Pioneering University of Stirling students on the UK’s first Macmillan Cancer Support Welfare and Benefits course say they are transforming lives thanks to knowledge gained during their studies.
The 22 students, who will be presented with a Graduate Certificate (Welfare and Benefits Advice) at their graduation on June 27, have given positive feedback about how the 18 month, learn-on-the-job course has helped change the way they work.
With cancer statistics projected to rise by eight per cent in the future and a myriad of welfare reforms afoot, there has never been a greater need for welfare and benefits advocacy in this sector.
The course aims to significantly improve the quality of information, advice and support offered to people affected by long term conditions such as cancer. It also strives to enhance the training available to help welfare rights officers, money advisors and other voluntary support staff, achieve a better understanding of the issues surrounding progressive illnesses, bereavement, employability and disability discrimination.
The course, funded by Macmillan Cancer Support, is a collaboration between the charity, the Scottish Government and the University’s School of Nursing, Midwifery and Health, in response to the Government’s Better Cancer Care Action Plan 2008. This initiative identified “the need for further action to support people to meet the forward challenges they face in living with and beyond cancer”.

- - -

TASK OBJECTIVE:
According to the passage on the University of Stirling welfare and benefits course, how many students will receive the Graduate Certificate at the June 27 graduation?

Natural-language object grounding data:
- - -

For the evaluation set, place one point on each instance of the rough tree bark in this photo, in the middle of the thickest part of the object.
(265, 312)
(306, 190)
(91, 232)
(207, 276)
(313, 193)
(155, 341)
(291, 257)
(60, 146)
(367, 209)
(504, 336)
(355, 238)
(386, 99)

- - -

TASK RESULT:
22 students